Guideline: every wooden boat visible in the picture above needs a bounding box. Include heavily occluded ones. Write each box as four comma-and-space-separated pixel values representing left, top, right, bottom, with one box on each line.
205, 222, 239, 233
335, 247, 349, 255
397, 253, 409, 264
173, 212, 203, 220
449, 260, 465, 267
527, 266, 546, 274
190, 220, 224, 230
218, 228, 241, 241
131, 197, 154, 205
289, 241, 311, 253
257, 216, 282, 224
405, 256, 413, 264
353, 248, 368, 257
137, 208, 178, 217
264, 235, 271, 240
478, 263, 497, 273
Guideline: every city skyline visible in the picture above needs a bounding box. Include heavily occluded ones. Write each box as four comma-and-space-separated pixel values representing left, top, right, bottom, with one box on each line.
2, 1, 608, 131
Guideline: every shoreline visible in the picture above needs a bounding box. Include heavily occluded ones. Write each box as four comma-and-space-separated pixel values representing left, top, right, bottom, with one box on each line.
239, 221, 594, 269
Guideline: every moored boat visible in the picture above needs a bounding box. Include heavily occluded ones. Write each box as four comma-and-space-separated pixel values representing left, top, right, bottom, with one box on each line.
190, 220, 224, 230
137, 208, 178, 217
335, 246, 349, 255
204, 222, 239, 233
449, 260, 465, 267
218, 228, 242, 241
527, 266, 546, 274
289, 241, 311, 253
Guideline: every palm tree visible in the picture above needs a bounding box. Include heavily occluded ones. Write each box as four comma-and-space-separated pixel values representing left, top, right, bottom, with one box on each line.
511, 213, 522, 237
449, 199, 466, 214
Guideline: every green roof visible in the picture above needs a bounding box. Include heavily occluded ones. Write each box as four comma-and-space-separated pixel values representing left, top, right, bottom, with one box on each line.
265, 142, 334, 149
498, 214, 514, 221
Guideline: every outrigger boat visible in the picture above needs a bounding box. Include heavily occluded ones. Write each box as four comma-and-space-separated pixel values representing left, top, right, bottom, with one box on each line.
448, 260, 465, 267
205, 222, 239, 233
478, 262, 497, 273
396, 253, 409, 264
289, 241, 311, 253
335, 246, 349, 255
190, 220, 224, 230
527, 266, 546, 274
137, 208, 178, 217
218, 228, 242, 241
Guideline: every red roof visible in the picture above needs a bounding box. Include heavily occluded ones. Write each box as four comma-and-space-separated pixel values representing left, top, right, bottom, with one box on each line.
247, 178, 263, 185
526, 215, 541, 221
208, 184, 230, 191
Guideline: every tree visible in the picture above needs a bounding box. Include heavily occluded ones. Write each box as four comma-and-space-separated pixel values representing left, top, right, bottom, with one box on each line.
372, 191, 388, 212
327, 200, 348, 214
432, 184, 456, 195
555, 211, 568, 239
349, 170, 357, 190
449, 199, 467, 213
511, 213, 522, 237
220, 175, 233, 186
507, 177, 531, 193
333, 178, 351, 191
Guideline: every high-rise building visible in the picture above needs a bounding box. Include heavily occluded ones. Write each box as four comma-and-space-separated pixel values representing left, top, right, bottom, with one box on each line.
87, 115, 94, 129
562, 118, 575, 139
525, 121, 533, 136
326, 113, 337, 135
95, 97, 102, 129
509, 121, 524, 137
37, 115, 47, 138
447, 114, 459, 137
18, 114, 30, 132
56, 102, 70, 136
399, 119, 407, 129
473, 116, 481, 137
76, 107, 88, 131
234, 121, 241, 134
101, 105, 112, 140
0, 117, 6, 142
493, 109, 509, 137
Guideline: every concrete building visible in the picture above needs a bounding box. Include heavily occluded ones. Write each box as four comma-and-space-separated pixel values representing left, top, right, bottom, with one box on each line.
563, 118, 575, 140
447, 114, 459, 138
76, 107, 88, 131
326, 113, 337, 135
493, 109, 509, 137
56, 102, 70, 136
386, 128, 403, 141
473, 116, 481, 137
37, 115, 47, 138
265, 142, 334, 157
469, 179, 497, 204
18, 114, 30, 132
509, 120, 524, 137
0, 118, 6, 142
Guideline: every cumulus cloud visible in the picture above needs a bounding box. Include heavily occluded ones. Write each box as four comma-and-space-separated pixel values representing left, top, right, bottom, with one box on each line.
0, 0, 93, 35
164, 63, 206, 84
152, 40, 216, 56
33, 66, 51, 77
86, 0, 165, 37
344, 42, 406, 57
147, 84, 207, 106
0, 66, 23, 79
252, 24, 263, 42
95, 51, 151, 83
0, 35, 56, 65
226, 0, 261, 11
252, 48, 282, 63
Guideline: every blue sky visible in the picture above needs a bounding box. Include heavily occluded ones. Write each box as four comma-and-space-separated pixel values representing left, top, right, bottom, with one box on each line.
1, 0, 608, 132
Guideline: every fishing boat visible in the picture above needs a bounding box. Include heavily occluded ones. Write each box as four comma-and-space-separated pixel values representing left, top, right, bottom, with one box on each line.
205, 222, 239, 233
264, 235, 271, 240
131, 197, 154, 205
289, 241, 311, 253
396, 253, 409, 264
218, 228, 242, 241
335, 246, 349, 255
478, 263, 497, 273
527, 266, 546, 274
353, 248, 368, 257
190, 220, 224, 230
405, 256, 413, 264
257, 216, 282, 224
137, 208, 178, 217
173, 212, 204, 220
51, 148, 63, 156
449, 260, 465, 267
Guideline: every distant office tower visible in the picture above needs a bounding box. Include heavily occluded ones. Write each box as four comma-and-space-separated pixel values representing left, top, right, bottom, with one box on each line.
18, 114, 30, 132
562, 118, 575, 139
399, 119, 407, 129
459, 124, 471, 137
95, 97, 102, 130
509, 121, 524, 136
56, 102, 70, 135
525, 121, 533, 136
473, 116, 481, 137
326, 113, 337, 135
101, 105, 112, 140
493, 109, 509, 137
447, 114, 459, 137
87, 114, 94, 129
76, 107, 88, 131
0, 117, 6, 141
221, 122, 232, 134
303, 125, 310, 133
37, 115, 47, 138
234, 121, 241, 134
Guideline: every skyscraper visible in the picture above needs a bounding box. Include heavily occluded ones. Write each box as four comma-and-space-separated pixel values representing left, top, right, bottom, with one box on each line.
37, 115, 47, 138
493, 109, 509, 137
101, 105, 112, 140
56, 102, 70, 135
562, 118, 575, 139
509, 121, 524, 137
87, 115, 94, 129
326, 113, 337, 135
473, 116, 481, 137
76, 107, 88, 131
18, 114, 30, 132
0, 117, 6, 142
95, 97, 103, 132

## Work to complete
Retype the whole listing above. Please keep it exact.

## Answer to the exercise
Guideline: every wooden boat visible in the picture above needs a bounding box. Include heavily occluded ones. Write each box as four comma-and-space-separated pixel values representing left, top, right, bottom, with one box on each line.
205, 222, 239, 233
335, 247, 349, 255
397, 253, 409, 264
173, 212, 203, 220
449, 260, 465, 267
527, 266, 546, 274
190, 220, 224, 230
218, 228, 241, 241
131, 197, 154, 205
289, 241, 311, 253
257, 216, 282, 224
405, 256, 413, 264
353, 248, 368, 257
137, 208, 178, 217
264, 235, 271, 240
478, 263, 497, 273
Guideline: every city skyline visible in the picture above needs a bounding box. Include heavily occluded ones. Write each box as four comma-and-space-separated pixel values representing left, top, right, bottom, with one box on each line.
2, 1, 608, 131
Guideline: every shoreline visible in the picture above needs a bounding box. Include heavily occluded ones. Write each box as four comma-and-space-separated pixel values representing left, top, right, bottom, with one box on each line.
239, 221, 594, 269
Guideline: every moored boat visible in the picture above needs a bounding box. Include heavily occluded ones. Write each box as four comma-and-space-separated pixel values representing left, top, right, bottom, with one box on each line.
190, 220, 224, 230
137, 208, 178, 217
335, 246, 349, 255
204, 222, 239, 233
449, 260, 465, 267
218, 228, 242, 241
527, 266, 546, 274
289, 241, 311, 253
Guideline: every palm tree visible in the picture above needs a bounding box. Include heavily occluded ones. Write each box as four comma-and-space-separated pixel values representing left, top, right, bottom, with one box on each line.
511, 213, 522, 237
449, 199, 466, 214
Guideline: every green roof visible in the picture above needs a bounding box. Include heavily occluded ones. Write each box as four comma-and-space-separated pixel values representing left, top, right, bottom, with one box on each line.
265, 142, 334, 149
498, 214, 514, 221
Guideline: every outrigger boat visible in the picture above needs a bounding box. Include heavily occluded ones. Write each box as four comma-and-space-separated pixel values representing left, top, right, bottom, with one box on each line.
448, 260, 465, 267
205, 222, 239, 233
478, 262, 497, 273
396, 253, 409, 264
289, 241, 311, 253
335, 246, 349, 255
190, 220, 224, 230
527, 266, 546, 274
137, 208, 178, 217
218, 228, 242, 241
Guideline: every red roof visible in the picture above needs a bounding box. Include heavily occluded ones. Write each box as four comma-and-space-separated pixel values representing left, top, right, bottom, with one box on each line.
247, 178, 263, 185
526, 215, 541, 221
208, 184, 230, 191
Guideline: every tree visible in the picture above needs a bounding box. Include heavily occluded ones. Write each box as four comma-and-space-separated pixel values representing left, top, right, bottom, with one box on each line.
372, 191, 388, 212
327, 200, 348, 214
432, 184, 456, 195
555, 211, 568, 239
349, 170, 357, 190
449, 199, 467, 213
511, 213, 522, 237
220, 175, 233, 186
507, 177, 531, 193
333, 178, 351, 191
Guideline: every high-rise building visible in the picture above needs a bounding box. Include heavily occluded ones. Write each box as four comma-and-space-separated pixel values representing left, top, right, bottom, with one box on each line.
87, 115, 94, 129
562, 118, 575, 139
525, 121, 533, 136
326, 113, 337, 135
95, 97, 102, 129
509, 121, 524, 137
37, 115, 47, 138
447, 114, 459, 137
18, 114, 30, 132
56, 102, 70, 136
399, 119, 407, 129
473, 116, 481, 137
76, 107, 88, 131
234, 121, 241, 134
101, 105, 112, 140
0, 117, 6, 142
493, 109, 509, 137
Guideline: every concrete building visible in the picture above needs a bounding box. Include heavily occluded ones. Write each box as four comma-and-space-separated pixel values representing left, top, right, bottom, with one box on each line.
563, 118, 575, 140
447, 114, 459, 138
76, 107, 88, 131
326, 113, 337, 135
493, 109, 509, 137
56, 102, 70, 136
386, 128, 403, 141
473, 116, 481, 137
37, 115, 47, 138
265, 142, 334, 157
469, 179, 497, 204
18, 114, 30, 132
509, 120, 524, 137
0, 118, 6, 142
Guideline: every cumulus cloud visible in the picture above needs a bounding box. Include heavily occluded ones. Write each box as four comma-and-space-separated pixel values representing left, top, right, bottom, with one box on each line.
0, 0, 93, 35
164, 63, 206, 84
152, 40, 216, 56
33, 66, 51, 77
86, 0, 165, 37
344, 42, 406, 57
147, 84, 207, 106
0, 66, 23, 79
252, 24, 263, 42
95, 51, 151, 83
0, 35, 56, 65
226, 0, 261, 11
252, 48, 282, 63
Guideline: every blue sky visible in the picture above needs a bounding box. Include heavily occluded ones. Write each box as four comma-and-space-separated pixel values representing left, top, right, bottom, with one box on each line.
1, 0, 608, 132
Guideline: every fishing boat visible in the picture above needs a bounding box. Include heavily occluded ones. Write each box as four comma-and-space-separated pixel values representing left, top, right, bottom, with one box on each line.
205, 222, 239, 233
264, 235, 271, 240
131, 197, 154, 205
289, 241, 311, 253
396, 253, 409, 264
218, 228, 242, 241
335, 246, 349, 255
478, 263, 497, 273
527, 266, 546, 274
353, 248, 368, 257
190, 220, 224, 230
405, 256, 413, 264
257, 216, 282, 224
137, 208, 178, 217
173, 212, 204, 220
51, 148, 63, 156
449, 260, 465, 267
Guideline: every distant office tower visible in the picture above needs a bounding box. Include heavily occluded ones. Write each box as four comma-and-space-separated pixel values representing left, top, right, bottom, with one box on each line.
18, 114, 30, 132
562, 118, 575, 139
399, 119, 407, 129
459, 124, 471, 137
95, 97, 102, 130
509, 121, 524, 136
56, 102, 70, 135
525, 121, 533, 136
473, 116, 481, 137
326, 113, 337, 135
101, 105, 112, 140
493, 109, 509, 137
447, 114, 459, 137
87, 114, 94, 129
76, 107, 88, 131
0, 117, 6, 141
221, 122, 232, 134
303, 125, 310, 133
37, 115, 47, 138
234, 121, 241, 134
Guideline: every skyscraper visible in the picture above needs a bounding box. Include heavily occluded ones. Write each box as four comma-and-space-separated pixel values representing left, top, right, bottom, with one box on each line.
37, 115, 47, 138
493, 109, 509, 137
101, 105, 112, 140
56, 102, 70, 135
562, 118, 575, 139
509, 121, 524, 137
87, 115, 94, 129
326, 113, 337, 135
473, 116, 481, 137
76, 107, 88, 131
18, 114, 30, 132
0, 117, 6, 142
95, 97, 103, 132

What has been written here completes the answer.